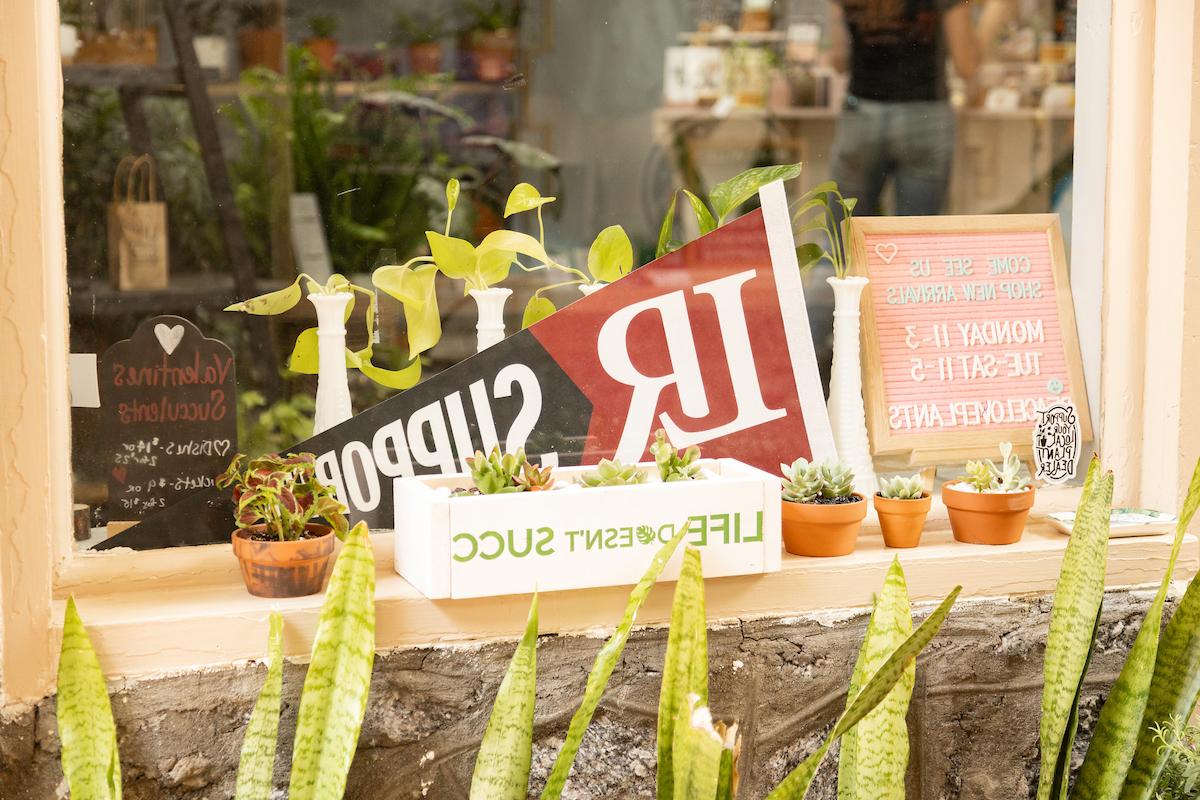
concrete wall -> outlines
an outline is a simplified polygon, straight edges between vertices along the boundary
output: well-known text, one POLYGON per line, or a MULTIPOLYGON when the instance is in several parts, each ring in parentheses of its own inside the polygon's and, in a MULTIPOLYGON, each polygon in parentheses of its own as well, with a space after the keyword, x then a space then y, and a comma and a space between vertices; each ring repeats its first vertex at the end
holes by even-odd
MULTIPOLYGON (((1084 731, 1090 730, 1148 604, 1144 593, 1106 597, 1081 709, 1084 731)), ((1013 800, 1036 793, 1049 613, 1050 599, 1041 596, 960 602, 917 671, 909 714, 910 798, 1013 800)), ((842 708, 865 623, 861 613, 853 613, 747 620, 710 631, 714 712, 740 720, 745 735, 740 796, 764 796, 816 747, 842 708)), ((568 636, 541 639, 534 791, 562 744, 601 643, 568 636)), ((654 796, 654 725, 665 645, 663 630, 631 638, 584 739, 566 797, 654 796)), ((512 648, 420 648, 380 657, 346 798, 465 797, 475 748, 512 648)), ((125 797, 230 797, 263 671, 246 665, 113 687, 125 797)), ((285 673, 284 731, 295 724, 303 672, 302 666, 289 666, 285 673)), ((1085 733, 1080 743, 1086 740, 1085 733)), ((290 748, 285 738, 280 785, 290 748)), ((0 724, 0 797, 54 797, 61 780, 57 758, 53 699, 0 724)), ((835 797, 835 778, 830 758, 810 797, 835 797)))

→ **EXERCISE DIRECTIONS**
Pictures excluded, copy the lines exactly from where the material starts to the line with "output: well-known text, one", inclusive.

→ **ANSWER BOX**
concrete wall -> outlines
an outline is a simplified polygon, straight edges between vertices along the boundary
output: well-known text, one POLYGON per line, or a MULTIPOLYGON when the instance is in several parts, each ring in parentheses of its own inside the polygon's and, in a MULTIPOLYGON, each polygon in parentheses of its own as well, with a space after the keyword, x then a space then y, and a comma and a space between vertices; each ring repeats its first vertex at the end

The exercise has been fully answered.